■ **Page excerpt**
*** Block opens ***
This paper presents an effective approach for boosting the performance of Code LLMs on low-resource languages using semi-synthetic data. Our approach generates high-quality datasets for low-resource languages, which can then be used to fine-tune any pretrained Code LLM. Our approach, called MultiPL-T, translates training data from high-resource languages into training data for low-resource languages in the following way. 1) We use a Code LLM to synthesize tests for commented code from a high-resource language, filtering out faulty tests and code with low test coverage. 2) We use a Code LLM to translate code to a target low-resource language, and use tests to validate the translation. We apply this approach to generate tens of thousands of new, validated training items for Racket, OCaml, and Lua from Python. Moreover, we use an open dataset (The Stack) and model (StarCoderBase), which allow us to decontaminate benchmarks and train models on this data without violating the model license.
*** Block closes ***
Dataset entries
*** Block opens ***
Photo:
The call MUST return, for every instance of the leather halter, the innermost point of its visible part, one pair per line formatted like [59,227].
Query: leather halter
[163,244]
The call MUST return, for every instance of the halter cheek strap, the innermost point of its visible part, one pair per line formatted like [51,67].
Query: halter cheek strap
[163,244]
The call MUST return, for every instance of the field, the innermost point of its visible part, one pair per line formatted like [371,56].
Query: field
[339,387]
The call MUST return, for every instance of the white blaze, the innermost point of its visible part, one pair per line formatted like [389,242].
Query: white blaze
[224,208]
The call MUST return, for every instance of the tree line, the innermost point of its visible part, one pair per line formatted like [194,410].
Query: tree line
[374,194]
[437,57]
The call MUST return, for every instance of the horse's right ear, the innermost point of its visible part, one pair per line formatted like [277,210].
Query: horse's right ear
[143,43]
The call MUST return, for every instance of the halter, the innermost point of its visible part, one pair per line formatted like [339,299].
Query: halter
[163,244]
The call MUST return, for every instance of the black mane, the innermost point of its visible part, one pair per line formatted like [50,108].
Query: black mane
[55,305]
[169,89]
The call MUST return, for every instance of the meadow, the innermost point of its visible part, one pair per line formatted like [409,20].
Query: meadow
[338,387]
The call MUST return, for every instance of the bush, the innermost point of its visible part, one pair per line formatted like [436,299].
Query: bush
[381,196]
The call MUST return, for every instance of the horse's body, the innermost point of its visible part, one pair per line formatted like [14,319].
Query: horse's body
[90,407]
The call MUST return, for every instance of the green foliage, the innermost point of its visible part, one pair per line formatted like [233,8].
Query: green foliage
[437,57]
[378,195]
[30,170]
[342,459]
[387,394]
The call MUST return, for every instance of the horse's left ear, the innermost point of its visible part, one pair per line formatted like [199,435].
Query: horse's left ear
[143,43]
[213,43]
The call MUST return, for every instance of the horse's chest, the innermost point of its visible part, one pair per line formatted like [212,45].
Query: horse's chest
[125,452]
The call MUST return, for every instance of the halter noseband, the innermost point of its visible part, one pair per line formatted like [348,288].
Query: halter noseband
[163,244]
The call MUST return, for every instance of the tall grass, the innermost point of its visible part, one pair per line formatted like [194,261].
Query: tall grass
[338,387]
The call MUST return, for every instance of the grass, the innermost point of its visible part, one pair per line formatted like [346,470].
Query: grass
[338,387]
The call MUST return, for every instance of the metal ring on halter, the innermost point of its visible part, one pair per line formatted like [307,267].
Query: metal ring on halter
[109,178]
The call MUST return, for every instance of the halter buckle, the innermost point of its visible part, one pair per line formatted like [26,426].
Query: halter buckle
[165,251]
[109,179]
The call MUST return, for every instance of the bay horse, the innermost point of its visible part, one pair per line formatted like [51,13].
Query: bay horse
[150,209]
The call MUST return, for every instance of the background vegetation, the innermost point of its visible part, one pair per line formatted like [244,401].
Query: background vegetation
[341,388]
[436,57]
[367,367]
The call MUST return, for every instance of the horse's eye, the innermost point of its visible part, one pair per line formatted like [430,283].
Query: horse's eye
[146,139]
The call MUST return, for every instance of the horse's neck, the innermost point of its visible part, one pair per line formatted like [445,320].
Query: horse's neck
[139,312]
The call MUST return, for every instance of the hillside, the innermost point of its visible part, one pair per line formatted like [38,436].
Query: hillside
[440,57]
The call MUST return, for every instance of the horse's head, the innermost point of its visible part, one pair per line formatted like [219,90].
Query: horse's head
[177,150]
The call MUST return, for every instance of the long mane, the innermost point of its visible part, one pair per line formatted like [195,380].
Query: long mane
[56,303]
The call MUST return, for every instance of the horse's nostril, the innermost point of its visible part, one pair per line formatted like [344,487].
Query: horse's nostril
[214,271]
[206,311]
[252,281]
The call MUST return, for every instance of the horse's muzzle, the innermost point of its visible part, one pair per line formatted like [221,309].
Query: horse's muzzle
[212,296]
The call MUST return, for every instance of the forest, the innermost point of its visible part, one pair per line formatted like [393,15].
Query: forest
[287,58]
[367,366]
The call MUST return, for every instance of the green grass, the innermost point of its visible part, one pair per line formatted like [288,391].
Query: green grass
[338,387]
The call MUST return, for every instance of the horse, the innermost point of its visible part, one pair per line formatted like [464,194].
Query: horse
*** Block closes ***
*** Block opens ***
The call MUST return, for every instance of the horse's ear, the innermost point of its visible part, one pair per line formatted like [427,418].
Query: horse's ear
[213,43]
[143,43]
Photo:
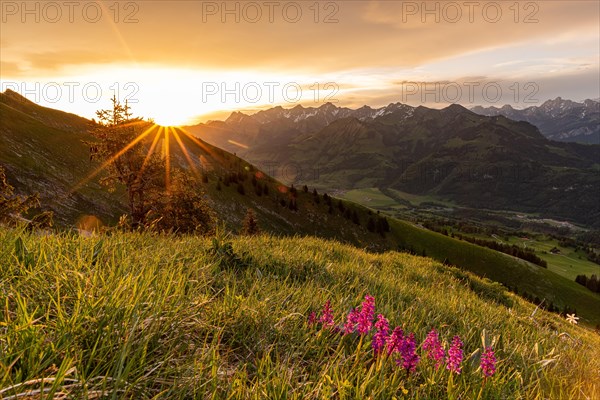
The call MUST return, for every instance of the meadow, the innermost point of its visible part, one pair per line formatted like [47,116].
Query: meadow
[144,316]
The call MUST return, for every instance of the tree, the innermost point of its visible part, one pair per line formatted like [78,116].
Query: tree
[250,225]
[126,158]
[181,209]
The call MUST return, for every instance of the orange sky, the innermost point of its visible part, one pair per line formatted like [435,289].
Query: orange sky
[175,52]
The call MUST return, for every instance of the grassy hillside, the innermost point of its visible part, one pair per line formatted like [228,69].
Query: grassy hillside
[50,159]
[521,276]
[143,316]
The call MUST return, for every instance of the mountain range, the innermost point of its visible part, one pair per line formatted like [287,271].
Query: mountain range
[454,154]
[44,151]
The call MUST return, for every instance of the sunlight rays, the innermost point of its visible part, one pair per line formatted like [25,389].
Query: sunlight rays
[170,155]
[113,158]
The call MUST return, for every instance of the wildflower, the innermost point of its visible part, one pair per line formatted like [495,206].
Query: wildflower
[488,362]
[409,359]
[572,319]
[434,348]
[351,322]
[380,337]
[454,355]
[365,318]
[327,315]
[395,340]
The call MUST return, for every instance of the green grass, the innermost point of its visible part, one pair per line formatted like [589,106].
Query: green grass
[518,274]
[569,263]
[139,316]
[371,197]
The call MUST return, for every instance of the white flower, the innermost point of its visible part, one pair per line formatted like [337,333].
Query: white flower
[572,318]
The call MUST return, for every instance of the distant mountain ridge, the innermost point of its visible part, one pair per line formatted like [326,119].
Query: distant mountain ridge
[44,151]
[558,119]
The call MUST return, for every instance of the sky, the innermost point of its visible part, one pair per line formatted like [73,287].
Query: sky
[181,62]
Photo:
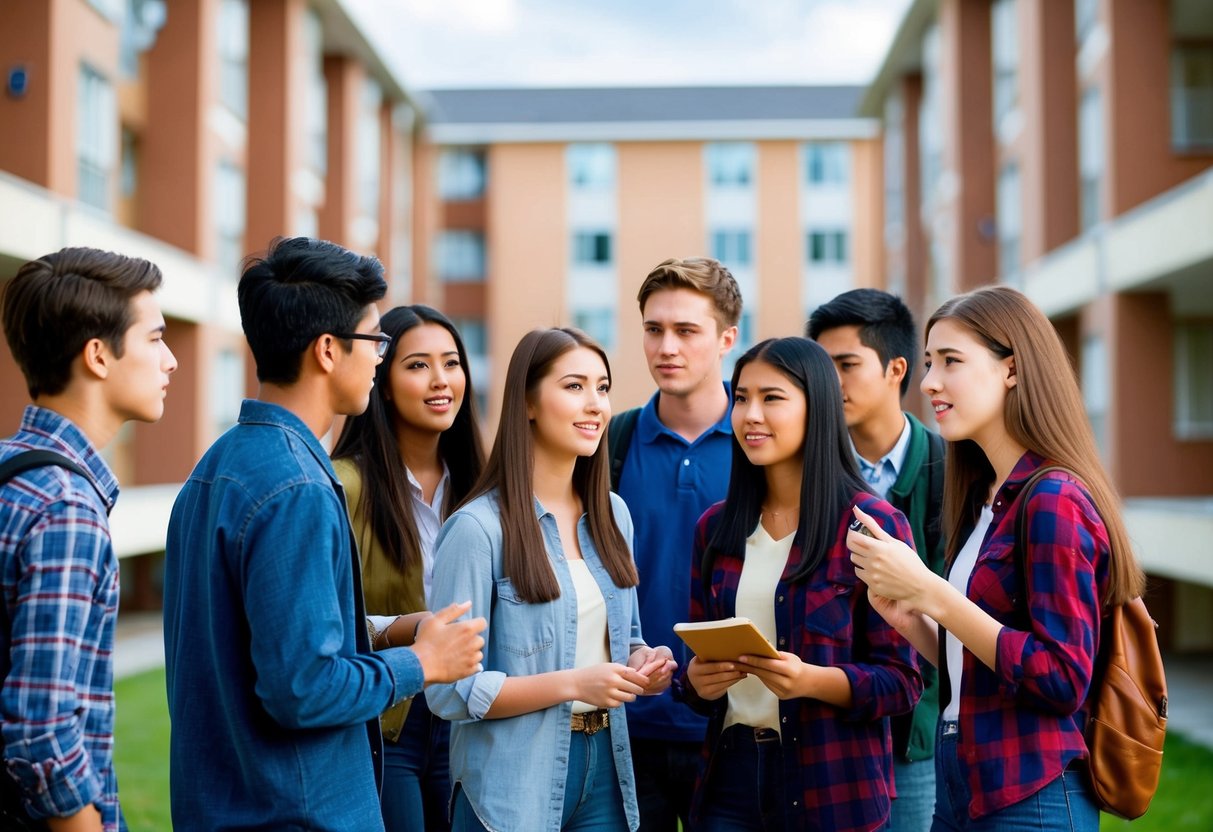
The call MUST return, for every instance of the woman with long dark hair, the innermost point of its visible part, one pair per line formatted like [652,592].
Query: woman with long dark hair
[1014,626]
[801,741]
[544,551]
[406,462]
*** Block closes ***
■ **Work request 1**
Name every low-resource language for which, according to the MultiPL-T abstract, new validated training items were generated.
■ **Work request 2**
For each statement, say whether the MultiPL-T abstract supports it, and quote the words that decide it. (a) Every test the Code LLM synthesizes is kept. (b) The new training items were produced from Python. (c) The approach depends on a closed model.
■ **Work request 3**
Extend the MultiPL-T abstract past its final sentence.
None of the dataset entries is needed to work with the MultiPL-T abstract.

■ **Exercise output 1**
Racket, OCaml, and Lua.

■ **Exercise output 2**
(a) No: "filtering out faulty tests and code with low test coverage."
(b) Yes: "for Racket, OCaml, and Lua from Python."
(c) No: "we use an open dataset (The Stack) and model (StarCoderBase)."

■ **Exercise output 3**
With MultiPL-T generated data, we present fine-tuned versions of StarCoderBase that achieve state-of-the-art performance for Racket, OCaml, and Lua on benchmark problems. For Lua, our fine-tuned model achieves the same performance as StarCoderBase as Python—a very high-resource language–on the MultiPL-E benchmarks. For Racket and OCaml, we double their performance on MultiPL-E, bringing their performance close to higher-resource languages such as Ruby and C#.
The MultiPL-T approach is easy to apply to new languages and can immediately be used on any of the 18+ languages that MultiPL-E supports. Moreover, as we show, it is significantly more efficient and effective than alternates such as training longer.